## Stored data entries
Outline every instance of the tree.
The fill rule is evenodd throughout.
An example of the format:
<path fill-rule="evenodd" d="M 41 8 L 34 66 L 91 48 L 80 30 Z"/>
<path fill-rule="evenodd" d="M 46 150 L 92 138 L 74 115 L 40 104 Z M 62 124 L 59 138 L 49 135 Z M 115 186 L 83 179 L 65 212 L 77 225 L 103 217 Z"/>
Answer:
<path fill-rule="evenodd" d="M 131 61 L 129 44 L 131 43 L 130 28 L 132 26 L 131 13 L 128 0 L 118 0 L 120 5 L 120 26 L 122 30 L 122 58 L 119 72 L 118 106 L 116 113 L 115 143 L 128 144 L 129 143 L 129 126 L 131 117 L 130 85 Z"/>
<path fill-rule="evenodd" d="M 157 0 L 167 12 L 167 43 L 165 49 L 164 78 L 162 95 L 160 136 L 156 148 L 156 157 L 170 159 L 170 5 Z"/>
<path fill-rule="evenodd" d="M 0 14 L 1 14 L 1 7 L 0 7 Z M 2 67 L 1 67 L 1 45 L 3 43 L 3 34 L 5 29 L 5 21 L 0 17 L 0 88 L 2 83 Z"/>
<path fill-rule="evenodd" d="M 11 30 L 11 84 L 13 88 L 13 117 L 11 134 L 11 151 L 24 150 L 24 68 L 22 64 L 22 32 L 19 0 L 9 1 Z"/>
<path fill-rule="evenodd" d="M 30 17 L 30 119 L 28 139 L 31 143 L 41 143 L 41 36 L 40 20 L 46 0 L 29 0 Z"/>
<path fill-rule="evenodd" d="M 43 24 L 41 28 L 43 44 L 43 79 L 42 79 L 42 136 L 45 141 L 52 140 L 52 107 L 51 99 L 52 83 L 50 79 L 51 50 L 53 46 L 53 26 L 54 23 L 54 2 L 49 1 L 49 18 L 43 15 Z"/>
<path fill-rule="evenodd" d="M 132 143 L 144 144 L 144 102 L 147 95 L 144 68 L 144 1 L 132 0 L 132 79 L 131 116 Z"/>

## GIVEN REQUEST
Copy out every one of the lines above without any change.

## SOLUTION TO THIS EXERCISE
Outline every instance of the tree.
The fill rule is evenodd throughout.
An example of the format:
<path fill-rule="evenodd" d="M 41 8 L 34 66 L 91 48 L 80 30 Z"/>
<path fill-rule="evenodd" d="M 46 150 L 92 138 L 74 115 L 40 104 Z M 62 124 L 59 138 L 49 135 Z M 115 186 L 83 179 L 65 212 L 77 225 L 103 217 Z"/>
Answer:
<path fill-rule="evenodd" d="M 131 61 L 129 44 L 131 43 L 130 28 L 132 26 L 131 13 L 128 0 L 118 0 L 120 5 L 120 26 L 122 30 L 122 58 L 119 72 L 118 106 L 116 113 L 115 143 L 128 144 L 129 143 L 129 126 L 131 117 L 130 85 Z"/>
<path fill-rule="evenodd" d="M 157 0 L 167 12 L 167 43 L 165 49 L 164 78 L 162 95 L 160 136 L 156 148 L 156 157 L 170 159 L 170 5 Z"/>
<path fill-rule="evenodd" d="M 0 14 L 1 14 L 1 7 L 0 7 Z M 2 67 L 1 67 L 1 45 L 3 43 L 3 34 L 5 29 L 5 21 L 0 17 L 0 88 L 2 83 Z"/>
<path fill-rule="evenodd" d="M 11 30 L 11 84 L 13 88 L 13 117 L 11 134 L 11 151 L 24 150 L 24 68 L 22 64 L 22 32 L 19 0 L 9 1 Z"/>
<path fill-rule="evenodd" d="M 30 17 L 30 119 L 28 139 L 31 143 L 41 143 L 41 36 L 40 20 L 46 0 L 29 0 Z"/>
<path fill-rule="evenodd" d="M 43 24 L 41 28 L 43 44 L 43 79 L 42 79 L 42 136 L 45 141 L 52 140 L 52 107 L 51 99 L 52 83 L 50 79 L 51 50 L 53 46 L 53 26 L 54 23 L 54 2 L 49 1 L 49 18 L 43 15 Z"/>
<path fill-rule="evenodd" d="M 132 143 L 144 144 L 144 102 L 147 95 L 144 68 L 144 1 L 132 0 L 132 79 L 131 116 Z"/>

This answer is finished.